§ **Exercise**: Switch "marker" to "point" throughout the rows below and reproduce them with everything else unchanged.

+ + +

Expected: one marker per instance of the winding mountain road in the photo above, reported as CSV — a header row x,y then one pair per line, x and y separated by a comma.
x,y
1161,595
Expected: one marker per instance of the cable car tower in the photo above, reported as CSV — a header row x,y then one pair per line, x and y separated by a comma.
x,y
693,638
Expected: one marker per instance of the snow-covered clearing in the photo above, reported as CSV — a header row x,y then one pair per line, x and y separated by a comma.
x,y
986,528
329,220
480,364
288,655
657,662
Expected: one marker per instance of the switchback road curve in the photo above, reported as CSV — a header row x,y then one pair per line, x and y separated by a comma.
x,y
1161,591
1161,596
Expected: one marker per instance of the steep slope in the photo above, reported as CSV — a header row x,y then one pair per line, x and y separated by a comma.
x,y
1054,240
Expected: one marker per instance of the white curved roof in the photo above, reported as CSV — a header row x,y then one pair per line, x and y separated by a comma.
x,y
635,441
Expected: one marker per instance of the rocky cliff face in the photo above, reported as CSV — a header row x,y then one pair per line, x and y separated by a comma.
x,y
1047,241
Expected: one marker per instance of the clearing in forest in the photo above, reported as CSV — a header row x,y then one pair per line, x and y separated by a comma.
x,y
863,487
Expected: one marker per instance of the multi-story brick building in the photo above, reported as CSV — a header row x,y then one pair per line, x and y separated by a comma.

+ + +

§ **Result of this exercise**:
Expected: one point per instance of the winding mountain road in the photo above, reported as CSV — a header row x,y then one pair per line, x and y separated by a comma.
x,y
1161,595
Expected: one point per instance of the cable car tower in the photo above, reported as CSV — a header row x,y then one pair per line, x and y separated by a comma.
x,y
693,638
Expected: one point per instance of the snow-covered clearing in the photo above, reported as CSV — a header row x,y then one pair per line, x and y separated by a comma.
x,y
986,528
329,220
480,364
288,655
657,662
Expected: one point per instance of the switchback road curve in the photo above, reported as CSV — a header row x,y then one pair per line, x and y separated by a comma.
x,y
1161,591
1161,596
Expected: one point per instance of the steep slope in the photo above, reported as CSV — a header row x,y then one pair per line, x and y separated by a comma.
x,y
1054,240
Expected: one point per instance of the white curved roof in the photo above, reported as CSV — a header row x,y then one pair per line, x and y separated by a comma.
x,y
635,441
Expected: one point per instance of the rocky cliff face in the photo above, reported as CSV — a header row x,y then one pair per line, x and y separated by a comma.
x,y
1047,241
Expected: one point per instance of the clearing in forest in the photo above, reported as CSV — a header row x,y then one pair per line, x and y separated by a comma.
x,y
863,487
Expected: one point per instance of the multi-story brick building in the photo above, reported as CSV — a header row x,y then one pair per line, x and y separated by a comma.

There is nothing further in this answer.